● **Required work**: Exclude images, then output the remaining data verbatim.

● **Listed entries**:
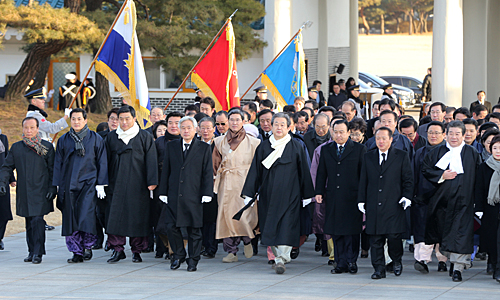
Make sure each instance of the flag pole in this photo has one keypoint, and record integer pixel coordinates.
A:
(199, 59)
(95, 57)
(277, 55)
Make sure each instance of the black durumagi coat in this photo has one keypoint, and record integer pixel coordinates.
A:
(185, 182)
(381, 189)
(342, 216)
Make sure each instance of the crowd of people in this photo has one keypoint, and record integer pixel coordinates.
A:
(201, 177)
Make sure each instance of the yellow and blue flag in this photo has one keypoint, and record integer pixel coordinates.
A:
(285, 78)
(120, 61)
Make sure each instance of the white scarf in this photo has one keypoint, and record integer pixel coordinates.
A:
(452, 158)
(279, 147)
(126, 136)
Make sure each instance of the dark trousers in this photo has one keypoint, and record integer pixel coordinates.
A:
(137, 244)
(395, 244)
(346, 249)
(176, 241)
(35, 235)
(209, 241)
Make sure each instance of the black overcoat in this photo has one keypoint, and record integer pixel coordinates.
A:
(282, 188)
(342, 216)
(381, 189)
(185, 182)
(450, 215)
(131, 169)
(76, 177)
(34, 178)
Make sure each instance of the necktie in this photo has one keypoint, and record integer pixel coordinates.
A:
(186, 148)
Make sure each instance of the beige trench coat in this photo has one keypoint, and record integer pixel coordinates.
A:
(228, 184)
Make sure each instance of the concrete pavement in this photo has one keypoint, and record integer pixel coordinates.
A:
(306, 277)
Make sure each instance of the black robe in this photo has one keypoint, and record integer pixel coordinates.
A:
(34, 178)
(76, 177)
(489, 221)
(286, 183)
(450, 215)
(381, 189)
(131, 169)
(342, 216)
(185, 182)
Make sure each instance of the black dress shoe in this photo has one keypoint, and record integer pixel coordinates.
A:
(457, 276)
(87, 255)
(353, 268)
(378, 275)
(75, 259)
(176, 263)
(442, 267)
(339, 270)
(490, 269)
(136, 257)
(37, 259)
(389, 267)
(398, 268)
(117, 256)
(422, 267)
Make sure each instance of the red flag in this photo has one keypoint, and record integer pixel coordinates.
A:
(216, 75)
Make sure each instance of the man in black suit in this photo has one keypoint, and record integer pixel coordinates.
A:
(186, 183)
(340, 166)
(481, 100)
(385, 187)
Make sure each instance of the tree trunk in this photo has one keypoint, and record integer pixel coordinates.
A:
(34, 61)
(382, 24)
(365, 22)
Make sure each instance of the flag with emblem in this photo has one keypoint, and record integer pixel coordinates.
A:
(120, 61)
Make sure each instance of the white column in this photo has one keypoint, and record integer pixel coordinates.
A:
(493, 66)
(277, 30)
(475, 49)
(323, 45)
(447, 52)
(353, 38)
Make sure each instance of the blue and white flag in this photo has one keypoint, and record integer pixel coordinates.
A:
(120, 61)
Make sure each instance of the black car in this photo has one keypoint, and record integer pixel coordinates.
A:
(407, 81)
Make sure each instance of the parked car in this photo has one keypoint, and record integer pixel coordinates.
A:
(405, 95)
(407, 81)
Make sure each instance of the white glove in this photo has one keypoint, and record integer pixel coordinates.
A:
(361, 207)
(405, 203)
(100, 191)
(306, 202)
(247, 200)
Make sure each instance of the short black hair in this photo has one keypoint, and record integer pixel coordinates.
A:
(174, 114)
(409, 122)
(127, 109)
(436, 123)
(208, 100)
(462, 110)
(31, 118)
(289, 108)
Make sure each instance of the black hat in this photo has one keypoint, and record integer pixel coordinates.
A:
(37, 94)
(354, 88)
(261, 89)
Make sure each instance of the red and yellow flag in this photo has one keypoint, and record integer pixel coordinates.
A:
(216, 75)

● **Response to this task**:
Make sure each instance of the flag pole in this photo has one keypoint, and record integer pixel coordinates.
A:
(199, 59)
(95, 57)
(277, 55)
Make sure each instance of the black durumagi coat in this photo has one keypoint, and record integer pixel coordinates.
A:
(185, 182)
(381, 189)
(342, 216)
Make sure each instance of the crowd of people in this photo has one keypoint, and record integer pixel coordinates.
A:
(201, 177)
Make sure each instance of the yellow and blue flag in this photo has one keypoint, and record integer pixel coordinates.
A:
(285, 78)
(120, 61)
Make sure each instance of the white scarf in this photo has one keypoint, and record integer pixel coordinates.
A:
(452, 158)
(279, 147)
(126, 136)
Make sure each instance of the dark trousers in this photo has one keypoint, and record integer pixel coordinates.
A:
(137, 244)
(395, 244)
(346, 249)
(176, 241)
(35, 235)
(209, 241)
Make sure each instance of the black overcoat in this photo has one keypoint, and record integer pixel coordinates.
A:
(282, 188)
(342, 216)
(381, 189)
(185, 182)
(450, 215)
(131, 169)
(76, 177)
(34, 178)
Make sure each instance of the necktie in this photo has one keypoint, and record integer pixel coordinates.
A:
(186, 148)
Make sure each instance of the beige trench coat in this photo has one keypoint, and record integer pixel coordinates.
A:
(228, 184)
Make sure each instance of the concrete pavement in this photo has one keypoint, and record integer pixel coordinates.
A:
(306, 277)
Make sure each instance of the black robe in this photo has one keypoint, and record integer pixel coordinates.
A:
(34, 178)
(76, 177)
(489, 221)
(286, 183)
(450, 215)
(381, 189)
(131, 169)
(342, 216)
(185, 182)
Make sure each instance of the black dress shoe in this photo has one keypoint, and record integer pixel coordinates.
A:
(457, 276)
(87, 255)
(353, 268)
(378, 275)
(75, 259)
(176, 263)
(442, 267)
(339, 270)
(490, 269)
(136, 257)
(37, 259)
(389, 267)
(398, 268)
(117, 256)
(422, 267)
Make sure each instance of the red flag in this photo has one keypoint, and record integer pixel coordinates.
A:
(216, 75)
Make sure each instance of the man in black suit in this photo has one keypoint, and record integer pixel coordinates.
A:
(186, 183)
(340, 166)
(481, 100)
(385, 187)
Make sure each instance of the tree trunk in this photo has one keypoint, and record integer pixel coordinates.
A:
(34, 61)
(382, 24)
(365, 22)
Make sure each instance of the flag with emblem in this photo has one keypoint, and record integer pixel coordinates.
A:
(120, 61)
Make sure each instance of the white column in this photo has one keypoint, and record integer pixel coordinates.
A:
(493, 66)
(277, 30)
(475, 49)
(323, 45)
(447, 52)
(353, 38)
Make sure each instance of the blue and white flag in this photo has one keypoint, and record integer pixel coordinates.
A:
(120, 61)
Make sure each instance of the black car in this photo has one keypoint, and record integer pixel coordinates.
A:
(407, 81)
Make sure each instance of the parked car in this photo has one keypoint, and record integer pixel coordinates.
A:
(405, 95)
(407, 81)
Make sure each instance of the white glove in this photo has one keypoint, and record integer pixel coordinates.
A:
(361, 207)
(405, 203)
(100, 191)
(306, 202)
(247, 200)
Make sure each instance of the short black hair in this photo has one keypoint, and record integer pixel coordinates.
A:
(174, 114)
(409, 122)
(127, 109)
(436, 123)
(208, 100)
(462, 110)
(31, 118)
(289, 108)
Make sure each instance of the black hat in this photo has one keypoint, and record integer pixel coordinates.
A:
(37, 94)
(354, 88)
(261, 89)
Make sure each instance of the red and yellow flag in this photo has one keypoint, and record integer pixel coordinates.
A:
(216, 75)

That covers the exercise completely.